Disamping kebijakan yang telah disebutkan, Raffles juga membangun gedung Harmoni di jalan Majapahit Jakarta untuk lembaga pengetahuan yang berdiri sejak tahun 1778 yang bernama Bataviaasch Genootschap.
Pada tanggal 13 Agustus 1814, di Eropa ditandatangani Perjanjian London oleh Inggris dan Belanda yang isinya Belanda memperoleh kembali sebagian besar daerah koloninya, termasuk Indonesia. Belanda kemudian membentuk Komisaris Jenderal yang akan melaksanakan kembali kekuasaan di Indonesia yaitu : Flout, Buyskess dan Van Der Capellen. Dengan tugas utama : menormalisasikan keadaan lama (Inggris) ke alam baru (Belanda) dengan masa peralihan dari tahun 1816-1819, untuk selanjutnya yang menjadi gubernur jendral adalah Van Der Capellen (1816-1824).

• SOAL LATIHAN:
**1.** Menurut artikel, untuk keperluan apa Raffles membangun gedung Harmoni di jalan Majapahit Jakarta? Jawab dalam satu sampai tiga kalimat.
**2.** Dalam artikel, siapa yang menjadi gubernur jenderal setelah masa peralihan 1816-1819?
**3.** Ringkas artikel tentang masa Raffles dan kembalinya kekuasaan Belanda ini dalam dua kalimat.
Bahan berikut adalah materi tersendiri yang terpisah dari artikel.

• BAHAN YANG DIBERIKAN:
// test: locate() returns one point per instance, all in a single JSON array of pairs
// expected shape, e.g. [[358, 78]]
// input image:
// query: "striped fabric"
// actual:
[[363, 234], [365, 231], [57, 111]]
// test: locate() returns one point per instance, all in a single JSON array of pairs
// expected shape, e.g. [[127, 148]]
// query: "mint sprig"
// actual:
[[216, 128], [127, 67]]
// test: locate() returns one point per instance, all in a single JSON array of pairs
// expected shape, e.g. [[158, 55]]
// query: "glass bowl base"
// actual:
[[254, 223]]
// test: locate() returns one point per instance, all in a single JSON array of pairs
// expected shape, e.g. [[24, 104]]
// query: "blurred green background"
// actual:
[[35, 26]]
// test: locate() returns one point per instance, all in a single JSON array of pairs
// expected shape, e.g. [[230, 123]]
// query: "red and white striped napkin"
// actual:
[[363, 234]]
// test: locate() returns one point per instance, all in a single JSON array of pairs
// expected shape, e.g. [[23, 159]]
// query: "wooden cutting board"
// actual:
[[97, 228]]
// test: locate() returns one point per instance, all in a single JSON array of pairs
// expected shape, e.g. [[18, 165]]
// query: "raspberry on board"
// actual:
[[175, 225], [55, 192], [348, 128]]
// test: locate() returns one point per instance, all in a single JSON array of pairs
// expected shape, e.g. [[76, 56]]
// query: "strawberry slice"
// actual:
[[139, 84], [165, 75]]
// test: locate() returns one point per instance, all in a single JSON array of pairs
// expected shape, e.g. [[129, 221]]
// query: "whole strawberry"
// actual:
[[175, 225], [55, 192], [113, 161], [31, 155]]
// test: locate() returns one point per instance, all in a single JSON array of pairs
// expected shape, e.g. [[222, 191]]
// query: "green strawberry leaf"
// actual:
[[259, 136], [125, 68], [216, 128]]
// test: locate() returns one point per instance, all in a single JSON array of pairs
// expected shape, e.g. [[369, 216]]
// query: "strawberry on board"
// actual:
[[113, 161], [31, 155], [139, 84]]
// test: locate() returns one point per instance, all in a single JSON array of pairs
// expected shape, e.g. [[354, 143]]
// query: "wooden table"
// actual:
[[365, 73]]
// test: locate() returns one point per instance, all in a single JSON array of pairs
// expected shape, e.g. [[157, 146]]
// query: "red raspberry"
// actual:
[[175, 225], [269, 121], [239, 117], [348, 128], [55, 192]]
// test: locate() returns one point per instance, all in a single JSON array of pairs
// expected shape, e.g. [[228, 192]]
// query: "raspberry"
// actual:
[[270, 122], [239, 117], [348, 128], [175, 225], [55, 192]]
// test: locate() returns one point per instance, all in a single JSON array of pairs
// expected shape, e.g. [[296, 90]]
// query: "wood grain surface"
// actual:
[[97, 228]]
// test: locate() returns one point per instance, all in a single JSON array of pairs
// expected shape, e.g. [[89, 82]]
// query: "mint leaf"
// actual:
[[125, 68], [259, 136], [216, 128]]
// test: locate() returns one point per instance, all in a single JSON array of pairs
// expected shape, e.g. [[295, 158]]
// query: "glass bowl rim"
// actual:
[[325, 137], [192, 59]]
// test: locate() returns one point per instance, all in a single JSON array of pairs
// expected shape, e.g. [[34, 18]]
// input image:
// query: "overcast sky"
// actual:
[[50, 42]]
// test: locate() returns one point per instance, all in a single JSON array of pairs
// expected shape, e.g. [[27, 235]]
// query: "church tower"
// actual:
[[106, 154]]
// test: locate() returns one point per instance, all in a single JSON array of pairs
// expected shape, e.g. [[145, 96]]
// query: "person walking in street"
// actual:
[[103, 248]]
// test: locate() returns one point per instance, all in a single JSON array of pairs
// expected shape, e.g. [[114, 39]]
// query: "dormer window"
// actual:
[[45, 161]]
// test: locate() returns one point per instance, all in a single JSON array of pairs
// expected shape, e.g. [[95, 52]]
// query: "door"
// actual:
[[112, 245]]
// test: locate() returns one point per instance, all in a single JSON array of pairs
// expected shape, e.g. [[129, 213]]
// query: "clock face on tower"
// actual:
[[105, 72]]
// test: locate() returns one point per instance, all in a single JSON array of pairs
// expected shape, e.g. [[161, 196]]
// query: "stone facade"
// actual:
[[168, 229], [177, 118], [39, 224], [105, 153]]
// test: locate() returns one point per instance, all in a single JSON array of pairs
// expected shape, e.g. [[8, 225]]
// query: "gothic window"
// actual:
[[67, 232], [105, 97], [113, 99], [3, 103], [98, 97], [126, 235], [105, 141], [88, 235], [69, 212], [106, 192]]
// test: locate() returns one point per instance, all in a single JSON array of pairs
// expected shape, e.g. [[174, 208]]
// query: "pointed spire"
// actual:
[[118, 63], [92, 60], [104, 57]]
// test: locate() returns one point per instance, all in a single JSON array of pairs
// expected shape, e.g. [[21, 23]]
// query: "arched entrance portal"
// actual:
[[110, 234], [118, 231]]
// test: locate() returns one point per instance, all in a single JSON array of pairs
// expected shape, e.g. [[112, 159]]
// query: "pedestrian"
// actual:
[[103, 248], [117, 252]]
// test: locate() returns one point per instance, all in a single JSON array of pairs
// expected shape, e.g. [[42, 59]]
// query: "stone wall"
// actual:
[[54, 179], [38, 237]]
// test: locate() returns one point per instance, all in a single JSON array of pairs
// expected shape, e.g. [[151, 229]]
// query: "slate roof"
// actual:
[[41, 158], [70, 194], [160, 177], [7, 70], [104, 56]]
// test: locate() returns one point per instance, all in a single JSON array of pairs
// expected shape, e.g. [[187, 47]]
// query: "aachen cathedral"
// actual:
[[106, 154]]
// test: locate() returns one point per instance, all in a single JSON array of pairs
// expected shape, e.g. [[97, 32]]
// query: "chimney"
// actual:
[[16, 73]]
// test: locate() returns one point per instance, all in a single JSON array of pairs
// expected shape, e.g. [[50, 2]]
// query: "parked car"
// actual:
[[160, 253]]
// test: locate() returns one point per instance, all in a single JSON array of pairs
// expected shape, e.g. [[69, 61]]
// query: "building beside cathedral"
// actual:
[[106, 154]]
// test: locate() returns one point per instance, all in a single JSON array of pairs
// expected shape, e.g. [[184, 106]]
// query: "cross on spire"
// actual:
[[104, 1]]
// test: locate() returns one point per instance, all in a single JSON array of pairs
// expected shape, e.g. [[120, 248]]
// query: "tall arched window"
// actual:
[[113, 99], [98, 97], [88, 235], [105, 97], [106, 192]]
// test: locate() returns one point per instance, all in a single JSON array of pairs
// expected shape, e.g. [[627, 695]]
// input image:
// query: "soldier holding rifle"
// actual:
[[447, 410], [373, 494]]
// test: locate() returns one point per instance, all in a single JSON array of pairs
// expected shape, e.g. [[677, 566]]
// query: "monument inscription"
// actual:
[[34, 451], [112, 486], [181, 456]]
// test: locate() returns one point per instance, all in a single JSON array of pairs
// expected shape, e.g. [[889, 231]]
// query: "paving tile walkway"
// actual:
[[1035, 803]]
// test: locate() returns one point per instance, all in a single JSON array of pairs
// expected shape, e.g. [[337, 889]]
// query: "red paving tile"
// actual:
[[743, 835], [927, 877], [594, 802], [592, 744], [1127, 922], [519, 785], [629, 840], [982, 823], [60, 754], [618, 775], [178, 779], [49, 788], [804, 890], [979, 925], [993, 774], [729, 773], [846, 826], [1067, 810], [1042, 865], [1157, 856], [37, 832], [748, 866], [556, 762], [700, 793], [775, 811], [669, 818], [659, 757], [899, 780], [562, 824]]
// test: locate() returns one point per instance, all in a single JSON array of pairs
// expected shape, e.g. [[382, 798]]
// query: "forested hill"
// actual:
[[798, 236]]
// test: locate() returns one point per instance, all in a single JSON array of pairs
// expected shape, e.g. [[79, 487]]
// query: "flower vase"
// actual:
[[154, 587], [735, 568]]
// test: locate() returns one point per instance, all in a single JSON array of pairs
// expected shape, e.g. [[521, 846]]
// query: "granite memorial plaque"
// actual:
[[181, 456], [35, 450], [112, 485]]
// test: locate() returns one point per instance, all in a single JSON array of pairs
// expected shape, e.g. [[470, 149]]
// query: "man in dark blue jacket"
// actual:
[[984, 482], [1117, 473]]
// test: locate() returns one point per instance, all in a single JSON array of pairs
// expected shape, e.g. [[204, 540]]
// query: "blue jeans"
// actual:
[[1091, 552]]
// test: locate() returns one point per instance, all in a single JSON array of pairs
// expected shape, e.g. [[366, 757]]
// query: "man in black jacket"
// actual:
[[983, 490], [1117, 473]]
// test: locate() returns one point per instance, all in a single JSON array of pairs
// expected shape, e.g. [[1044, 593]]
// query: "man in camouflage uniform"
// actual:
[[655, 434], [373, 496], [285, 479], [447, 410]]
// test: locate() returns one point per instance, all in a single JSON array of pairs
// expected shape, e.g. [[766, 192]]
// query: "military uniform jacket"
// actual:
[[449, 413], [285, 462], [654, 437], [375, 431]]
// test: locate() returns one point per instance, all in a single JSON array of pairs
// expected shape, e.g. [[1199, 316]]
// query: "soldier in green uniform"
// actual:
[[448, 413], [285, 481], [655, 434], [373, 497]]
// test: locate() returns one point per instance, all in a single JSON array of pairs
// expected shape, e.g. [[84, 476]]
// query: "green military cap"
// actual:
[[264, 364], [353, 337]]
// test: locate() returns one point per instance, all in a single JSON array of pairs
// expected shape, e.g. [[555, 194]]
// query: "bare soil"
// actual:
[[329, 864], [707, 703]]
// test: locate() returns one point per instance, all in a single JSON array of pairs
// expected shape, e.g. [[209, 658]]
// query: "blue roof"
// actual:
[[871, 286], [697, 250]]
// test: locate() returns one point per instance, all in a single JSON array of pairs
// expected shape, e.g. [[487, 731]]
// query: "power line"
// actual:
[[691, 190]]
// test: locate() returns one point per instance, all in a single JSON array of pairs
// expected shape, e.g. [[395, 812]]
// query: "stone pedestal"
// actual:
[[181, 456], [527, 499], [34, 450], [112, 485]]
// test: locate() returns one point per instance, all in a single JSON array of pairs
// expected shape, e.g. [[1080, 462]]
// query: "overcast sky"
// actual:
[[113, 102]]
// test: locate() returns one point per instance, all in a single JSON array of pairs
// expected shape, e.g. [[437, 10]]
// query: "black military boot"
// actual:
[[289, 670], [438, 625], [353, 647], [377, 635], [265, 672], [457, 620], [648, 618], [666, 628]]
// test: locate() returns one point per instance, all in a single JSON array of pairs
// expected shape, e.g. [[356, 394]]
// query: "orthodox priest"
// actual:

• JAWABAN TERTULIS:
**1.** Raffles membangun gedung Harmoni untuk sebuah lembaga pengetahuan bernama Bataviaasch Genootschap. Lembaga ini sudah berdiri sejak tahun 1778.

**2.** Van Der Capellen, yang menjabat pada 1816-1824.

**3.** Raffles membangun gedung Harmoni di Jakarta untuk lembaga pengetahuan Bataviaasch Genootschap. Lewat Perjanjian London pada 13 Agustus 1814, Belanda memperoleh kembali sebagian besar koloninya, termasuk Indonesia, lalu membentuk Komisaris Jenderal yang terdiri atas Flout, Buyskess, dan Van Der Capellen untuk menjalankan masa peralihan 1816-1819, dan sesudahnya Van Der Capellen menjadi gubernur jenderal.